What is required: Copy the listing below, replacing every occurrence of "Query" with "Target" and keeping everything else unchanged. Leave the pictures out of your copy.

Entries:
•••••

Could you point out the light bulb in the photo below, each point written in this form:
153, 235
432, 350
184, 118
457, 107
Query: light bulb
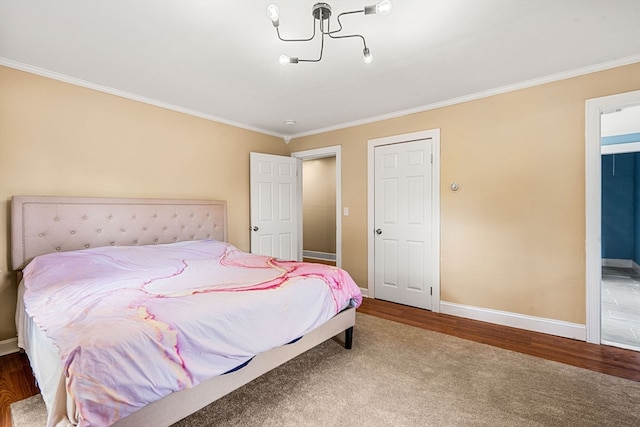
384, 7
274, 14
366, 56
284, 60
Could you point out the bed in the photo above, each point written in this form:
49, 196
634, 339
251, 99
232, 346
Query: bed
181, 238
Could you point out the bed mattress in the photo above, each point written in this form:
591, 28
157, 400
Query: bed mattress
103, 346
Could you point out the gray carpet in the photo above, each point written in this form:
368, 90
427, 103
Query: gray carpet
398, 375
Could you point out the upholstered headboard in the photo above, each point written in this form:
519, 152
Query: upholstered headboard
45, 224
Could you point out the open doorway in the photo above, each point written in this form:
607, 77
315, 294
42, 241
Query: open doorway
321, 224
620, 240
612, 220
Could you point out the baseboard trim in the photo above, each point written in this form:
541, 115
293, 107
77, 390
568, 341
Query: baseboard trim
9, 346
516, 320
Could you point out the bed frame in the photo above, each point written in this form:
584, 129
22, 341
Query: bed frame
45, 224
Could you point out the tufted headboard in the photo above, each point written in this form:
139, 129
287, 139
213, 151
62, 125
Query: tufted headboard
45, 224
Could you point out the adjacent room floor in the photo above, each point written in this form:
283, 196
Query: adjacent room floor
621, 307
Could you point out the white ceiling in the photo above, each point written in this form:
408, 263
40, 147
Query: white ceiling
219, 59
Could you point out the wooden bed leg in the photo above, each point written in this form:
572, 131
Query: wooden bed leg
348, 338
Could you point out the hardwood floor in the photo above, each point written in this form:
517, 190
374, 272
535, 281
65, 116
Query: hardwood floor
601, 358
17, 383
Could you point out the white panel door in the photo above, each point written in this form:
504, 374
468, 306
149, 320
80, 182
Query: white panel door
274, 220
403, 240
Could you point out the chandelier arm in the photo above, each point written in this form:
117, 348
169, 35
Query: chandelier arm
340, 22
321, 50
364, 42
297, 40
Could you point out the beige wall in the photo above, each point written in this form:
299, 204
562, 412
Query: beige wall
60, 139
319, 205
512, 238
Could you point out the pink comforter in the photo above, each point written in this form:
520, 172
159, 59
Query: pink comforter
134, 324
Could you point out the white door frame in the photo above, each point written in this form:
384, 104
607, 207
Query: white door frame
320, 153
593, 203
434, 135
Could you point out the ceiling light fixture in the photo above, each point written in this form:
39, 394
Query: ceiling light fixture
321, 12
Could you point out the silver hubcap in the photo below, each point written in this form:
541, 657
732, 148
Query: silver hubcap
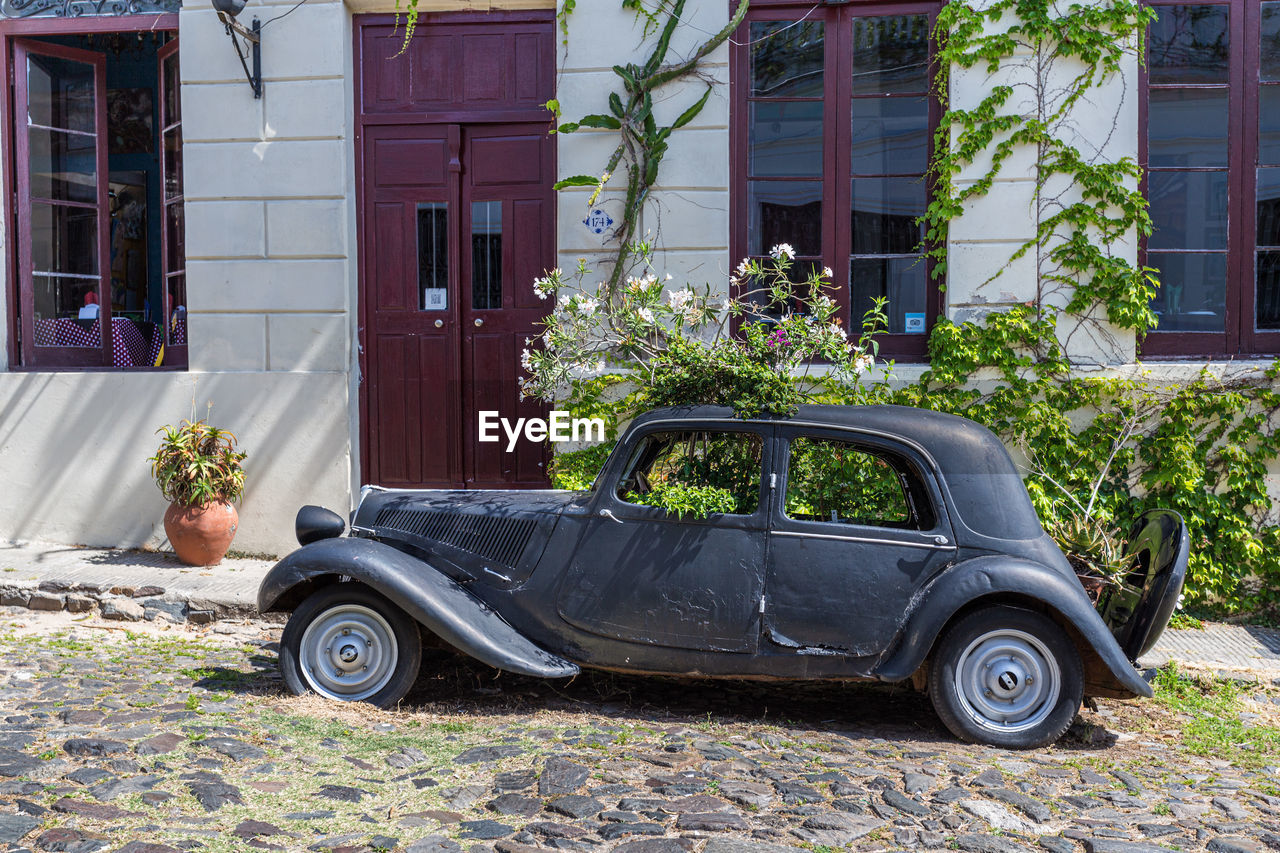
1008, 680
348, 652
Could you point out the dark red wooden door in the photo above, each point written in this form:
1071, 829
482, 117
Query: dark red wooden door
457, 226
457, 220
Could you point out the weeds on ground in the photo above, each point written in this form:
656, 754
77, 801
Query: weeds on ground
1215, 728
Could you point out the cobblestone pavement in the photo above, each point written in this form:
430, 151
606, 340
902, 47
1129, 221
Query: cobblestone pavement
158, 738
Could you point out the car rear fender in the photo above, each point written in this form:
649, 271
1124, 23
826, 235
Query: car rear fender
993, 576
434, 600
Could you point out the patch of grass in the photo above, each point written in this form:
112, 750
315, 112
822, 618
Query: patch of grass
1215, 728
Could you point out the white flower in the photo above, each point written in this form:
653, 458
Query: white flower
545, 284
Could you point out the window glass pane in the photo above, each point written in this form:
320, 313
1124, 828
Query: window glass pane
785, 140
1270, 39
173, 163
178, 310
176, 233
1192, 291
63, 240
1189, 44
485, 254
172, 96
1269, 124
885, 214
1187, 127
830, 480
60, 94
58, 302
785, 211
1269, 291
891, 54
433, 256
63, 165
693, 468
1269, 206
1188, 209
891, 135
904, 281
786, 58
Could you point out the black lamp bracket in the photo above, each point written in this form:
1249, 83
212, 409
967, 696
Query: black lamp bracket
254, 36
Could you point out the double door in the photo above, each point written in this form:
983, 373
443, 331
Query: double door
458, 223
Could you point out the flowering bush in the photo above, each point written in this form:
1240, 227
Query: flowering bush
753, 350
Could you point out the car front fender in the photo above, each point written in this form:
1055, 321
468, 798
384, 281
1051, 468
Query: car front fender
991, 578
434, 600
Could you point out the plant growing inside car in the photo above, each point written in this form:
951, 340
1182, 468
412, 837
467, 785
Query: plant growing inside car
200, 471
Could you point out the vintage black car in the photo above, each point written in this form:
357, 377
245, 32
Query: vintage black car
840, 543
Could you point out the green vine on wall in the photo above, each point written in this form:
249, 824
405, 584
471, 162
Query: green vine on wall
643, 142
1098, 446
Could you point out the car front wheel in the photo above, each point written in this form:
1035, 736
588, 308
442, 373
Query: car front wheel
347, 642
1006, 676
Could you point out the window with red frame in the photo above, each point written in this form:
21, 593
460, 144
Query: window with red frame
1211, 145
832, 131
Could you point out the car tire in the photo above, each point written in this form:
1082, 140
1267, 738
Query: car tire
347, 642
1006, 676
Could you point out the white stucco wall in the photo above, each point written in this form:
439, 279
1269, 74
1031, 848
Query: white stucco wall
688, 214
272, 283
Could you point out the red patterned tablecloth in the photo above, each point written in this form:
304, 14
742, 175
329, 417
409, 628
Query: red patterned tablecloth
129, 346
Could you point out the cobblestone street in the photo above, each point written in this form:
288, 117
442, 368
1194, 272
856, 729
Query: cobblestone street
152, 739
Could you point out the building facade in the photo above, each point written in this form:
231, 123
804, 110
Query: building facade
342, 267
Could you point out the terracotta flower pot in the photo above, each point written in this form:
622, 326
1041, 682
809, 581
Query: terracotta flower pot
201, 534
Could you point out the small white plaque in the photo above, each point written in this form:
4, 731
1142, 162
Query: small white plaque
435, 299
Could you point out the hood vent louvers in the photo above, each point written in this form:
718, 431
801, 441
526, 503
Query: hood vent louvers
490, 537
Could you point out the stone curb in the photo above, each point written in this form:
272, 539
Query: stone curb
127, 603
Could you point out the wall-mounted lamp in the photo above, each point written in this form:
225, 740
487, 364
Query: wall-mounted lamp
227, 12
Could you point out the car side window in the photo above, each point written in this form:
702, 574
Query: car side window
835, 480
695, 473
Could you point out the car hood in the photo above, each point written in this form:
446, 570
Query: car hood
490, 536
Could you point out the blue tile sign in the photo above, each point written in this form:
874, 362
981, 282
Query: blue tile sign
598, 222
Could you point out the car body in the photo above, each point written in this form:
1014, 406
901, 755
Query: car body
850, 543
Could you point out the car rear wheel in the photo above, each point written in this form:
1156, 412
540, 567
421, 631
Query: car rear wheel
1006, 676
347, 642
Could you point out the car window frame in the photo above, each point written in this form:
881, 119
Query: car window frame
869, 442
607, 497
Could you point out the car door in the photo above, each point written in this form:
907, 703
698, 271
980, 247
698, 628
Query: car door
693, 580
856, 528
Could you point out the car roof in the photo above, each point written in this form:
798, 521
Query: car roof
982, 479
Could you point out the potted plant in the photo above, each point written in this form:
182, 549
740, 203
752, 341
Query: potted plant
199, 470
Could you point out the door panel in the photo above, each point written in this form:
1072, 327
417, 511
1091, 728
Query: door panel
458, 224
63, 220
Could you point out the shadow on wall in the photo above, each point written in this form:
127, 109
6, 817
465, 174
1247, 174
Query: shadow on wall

•••••

Solution:
Could you point out the light bulb in the photo below, each point written in this form:
153, 235
432, 350
184, 118
457, 107
Target: light bulb
384, 7
274, 14
366, 56
284, 60
Could you point out the bed in the photo above, each point written in this form:
49, 196
634, 339
251, 99
232, 346
Target: bed
181, 238
Could you point out the bed mattress in the photo above, each point written in this form:
591, 28
157, 400
Target: bed mattress
103, 346
Could you point out the gray carpet in the photo above, each point written in this form:
368, 90
427, 103
Target: gray carpet
398, 375
Could you point out the upholstered headboard in the photo above, each point written in this form:
519, 152
Target: upholstered headboard
45, 224
Could you point out the open doorway in the photo above, each point written in this form:
607, 77
315, 294
42, 241
Target: open doorway
321, 224
620, 240
612, 220
Could you point out the baseboard trim in the photo above, each point written in this form:
541, 115
293, 107
77, 390
568, 341
Target: baseboard trim
9, 346
516, 320
Could you point out the bed frame in the photo above, each point written in this form:
584, 129
22, 341
Target: bed frame
45, 224
Could you point out the tufted headboard in the photo above, each point written in this form:
139, 129
287, 139
213, 151
62, 125
Target: tufted headboard
45, 224
Could you point out the adjacent room floor in the photo above, each point written in this form:
283, 196
Target: adjacent room floor
621, 307
Could you point out the white ceiling in the photo above, each point written in this form:
408, 263
40, 147
Target: white ceiling
219, 59
Could you point out the wooden bed leg in the photo above, each point written in this form:
572, 131
Target: wooden bed leg
348, 338
Could you point out the hardwood floor in the photo above, each point written in this form:
517, 190
374, 272
535, 281
65, 116
Target: hardwood floor
601, 358
17, 383
Could you point out the white panel door in the photo above, each point written in this form:
504, 374
468, 306
149, 320
80, 182
Target: white panel door
274, 220
403, 240
Could you point out the chandelier arm in the photo above, each point written in this form:
117, 348
169, 35
Target: chandelier arm
340, 22
321, 50
364, 42
297, 40
Could you point out the beige wall in the photo above, each point written in this form:
299, 204
562, 412
Target: beige wall
60, 139
319, 205
512, 238
Could you point out the pink comforter in the photo above, each point written in this form:
520, 172
159, 59
Target: pink comforter
134, 324
Could you point out the white door frame in the photo above, each point written in this form:
384, 104
607, 207
Target: white door frame
320, 153
593, 203
434, 135
Could you point out the ceiling light fixture in the photo above, each point written in this form:
39, 394
Target: ceiling light fixture
321, 12
Could you point out the silver hubcap in the photo below, each point written in this form:
541, 657
732, 148
Target: silver hubcap
1008, 680
348, 652
Could you point out the dark red wooden door in the photo above, each point written in this form:
1071, 829
482, 117
Target: dark red wooden door
457, 226
457, 220
Could you point out the weeds on ground in the photo above, each point written in this form:
656, 754
77, 801
Target: weeds on ground
1215, 728
Could you point out the cobblestone pavement in the photo above, each point written in this form:
430, 151
606, 340
902, 47
1129, 221
Target: cobblestone pavement
158, 738
Could you point out the car rear fender in the photo above, each point written in this form:
649, 271
1124, 23
826, 235
Target: car rear fender
993, 576
434, 600
Could you point out the patch of grass in the photo above, each point written in this form:
112, 750
315, 112
822, 618
Target: patch of grass
1215, 728
Could you point out the white flower in the photo above, each point written in this form:
653, 458
Target: white flower
545, 284
Could you point out the window glass pane in the photo above, each point written in this form:
320, 313
1124, 828
Target: window glass pane
785, 140
1270, 39
173, 163
178, 310
176, 233
1192, 291
63, 240
1189, 44
485, 254
172, 96
1269, 124
885, 214
1187, 127
830, 480
60, 94
58, 302
785, 211
1269, 291
891, 54
433, 256
63, 165
693, 468
1269, 206
1188, 209
891, 135
904, 281
786, 58
Could you point out the black lamp bracket in the photo above, each point written in this form:
1249, 83
212, 409
967, 696
Target: black lamp bracket
254, 36
Could you point out the double door in the photo above, each point written in this form:
983, 373
443, 331
Target: double door
458, 223
Could you point out the flowering bush in the photo above, each point written in this form:
1240, 227
Target: flowering bush
753, 350
Could you point out the car front fender in the photo above, each point written in this form:
1055, 321
468, 798
384, 281
1051, 468
Target: car front fender
991, 578
434, 600
Could you point out the plant growing inside car in the photo above, each point written in this form:
951, 340
1182, 468
412, 837
467, 785
Target: plant growing inside car
200, 471
Could you point out the vintage black car in the photo above, each point written in this form:
357, 377
245, 32
Target: vintage black car
840, 543
Could you point out the green vine on wall in the photo above, each point written in this form:
249, 824
405, 584
471, 162
Target: green vine on wall
643, 142
1098, 446
Could you point out the car front wheel in the photo above, each point written in this form:
1035, 736
588, 308
442, 373
Target: car front wheel
347, 642
1006, 676
Could you point out the window with red frame in the photo above, each point written in this form:
21, 593
460, 144
Target: window with red frame
1211, 145
832, 131
Could you point out the car tire in the photo above, each point written in this form:
1082, 140
1267, 738
Target: car tire
347, 642
1006, 676
Could you point out the white stucco wall in the photo above, each point written in this form:
439, 279
1269, 74
1031, 848
Target: white stucco wall
688, 214
272, 283
Could you point out the red patterned tablecloth in the photo above, each point written in this form:
304, 14
742, 175
329, 417
409, 628
Target: red patterned tablecloth
129, 346
Could you point out the cobblestone street in the photo above, each point written in this form:
288, 117
442, 368
1194, 272
856, 729
Target: cobblestone street
152, 739
Could you point out the building facade in the photo above, each point written in this form:
231, 123
804, 110
Target: building facade
342, 267
Could you point out the terracotta flower pot in the photo above, each point written in this form:
622, 326
1041, 682
809, 581
Target: terracotta flower pot
201, 534
Could you point out the small white plaque in the photo above, each point written in this form:
4, 731
1142, 162
Target: small white plaque
435, 299
Could you point out the hood vent louvers in the photo above, each point written in this form:
718, 431
801, 441
526, 503
Target: hood vent louvers
490, 537
Could you point out the stone curb in the photo above, each point written in this form:
272, 539
Target: stone curb
127, 603
Could you point out the wall-mounted lamp in the photo above, each point written in this form:
225, 740
487, 364
Target: wall-mounted lamp
227, 12
Could you point out the car side window in the photo above, each point written in this form:
702, 574
Target: car side window
835, 480
695, 473
Could you point out the car hood in the photo above, each point written in this form:
446, 570
Target: car hood
490, 536
Could you point out the blue tile sign in the photo above, each point written in this form:
874, 362
981, 282
Target: blue tile sign
598, 222
Could you point out the car body in the photo above, each point written in this form:
1014, 406
901, 755
Target: car body
850, 543
Could you point out the car rear wheel in the photo above, each point written in this form:
1156, 412
540, 567
421, 631
Target: car rear wheel
1006, 676
347, 642
Could you point out the car window frame in the photo above, each point written in this form:
881, 119
Target: car window frame
869, 442
607, 497
Could you point out the car door in the photo above, each point written in this form:
907, 703
698, 271
980, 247
698, 628
Target: car door
693, 580
856, 528
Could you point out the car roof in the photo above, each point written in this form:
798, 521
Target: car roof
982, 479
Could you point out the potted plant in the photo above, each point written in this form:
182, 549
740, 203
752, 341
Target: potted plant
199, 470
Could you point out the door panel in the photo above, each point written in this form:
1072, 327
417, 511
1091, 728
Target: door panel
458, 224
63, 220
Could you point out the shadow on wall in the photo above, each point written in this form:
127, 109
6, 817
465, 174
1247, 174
Target: shadow on wall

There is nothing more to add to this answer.